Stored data

§

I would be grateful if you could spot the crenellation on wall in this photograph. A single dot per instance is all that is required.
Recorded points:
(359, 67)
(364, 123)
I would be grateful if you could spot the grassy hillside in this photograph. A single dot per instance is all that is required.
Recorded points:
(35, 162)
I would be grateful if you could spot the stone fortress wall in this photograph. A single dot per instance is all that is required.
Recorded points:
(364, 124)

§

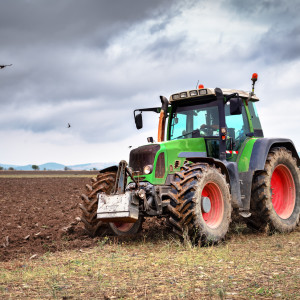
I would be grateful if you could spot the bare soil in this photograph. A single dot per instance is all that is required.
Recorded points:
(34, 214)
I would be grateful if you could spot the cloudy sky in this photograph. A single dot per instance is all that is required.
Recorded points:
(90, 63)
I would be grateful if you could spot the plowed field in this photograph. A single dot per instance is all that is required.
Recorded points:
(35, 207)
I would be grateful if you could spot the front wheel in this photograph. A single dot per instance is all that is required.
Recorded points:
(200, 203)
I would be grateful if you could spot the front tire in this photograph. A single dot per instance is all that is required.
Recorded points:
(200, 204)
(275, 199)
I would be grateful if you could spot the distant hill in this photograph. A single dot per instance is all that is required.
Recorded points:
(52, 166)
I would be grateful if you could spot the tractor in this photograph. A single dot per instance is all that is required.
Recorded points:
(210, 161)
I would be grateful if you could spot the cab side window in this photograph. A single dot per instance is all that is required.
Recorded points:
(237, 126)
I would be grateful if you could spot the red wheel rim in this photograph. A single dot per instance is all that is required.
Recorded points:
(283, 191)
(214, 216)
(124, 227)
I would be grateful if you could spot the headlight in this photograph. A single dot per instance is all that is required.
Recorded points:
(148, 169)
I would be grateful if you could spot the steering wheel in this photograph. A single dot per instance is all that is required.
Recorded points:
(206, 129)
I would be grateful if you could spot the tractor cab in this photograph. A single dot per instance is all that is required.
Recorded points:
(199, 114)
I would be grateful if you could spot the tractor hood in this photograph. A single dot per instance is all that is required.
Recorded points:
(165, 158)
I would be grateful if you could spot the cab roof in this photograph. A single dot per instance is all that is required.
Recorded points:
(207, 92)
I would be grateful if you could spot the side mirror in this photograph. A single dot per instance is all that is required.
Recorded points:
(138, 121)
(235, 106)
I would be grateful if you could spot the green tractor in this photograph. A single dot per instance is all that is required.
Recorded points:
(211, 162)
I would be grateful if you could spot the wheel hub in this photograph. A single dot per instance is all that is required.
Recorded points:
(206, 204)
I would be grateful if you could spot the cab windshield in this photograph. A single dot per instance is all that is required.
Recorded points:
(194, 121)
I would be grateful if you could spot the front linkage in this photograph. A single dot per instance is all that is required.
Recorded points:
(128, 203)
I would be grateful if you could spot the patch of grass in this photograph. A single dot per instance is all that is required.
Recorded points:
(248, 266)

§

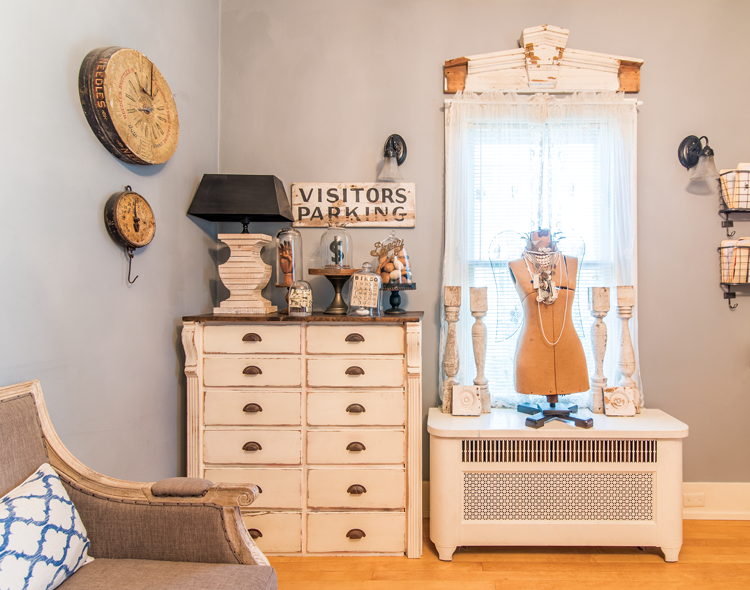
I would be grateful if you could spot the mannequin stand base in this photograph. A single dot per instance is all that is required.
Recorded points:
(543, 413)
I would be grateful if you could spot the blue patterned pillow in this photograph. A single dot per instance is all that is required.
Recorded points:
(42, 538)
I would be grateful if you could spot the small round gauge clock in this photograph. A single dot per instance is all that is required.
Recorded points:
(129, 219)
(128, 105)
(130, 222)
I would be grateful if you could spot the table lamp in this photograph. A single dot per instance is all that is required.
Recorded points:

§

▶ **Task objective**
Identify the lines in the records above that contain the word "wheel", then state how many there are and nothing more.

▶ **Answer to this exercise**
4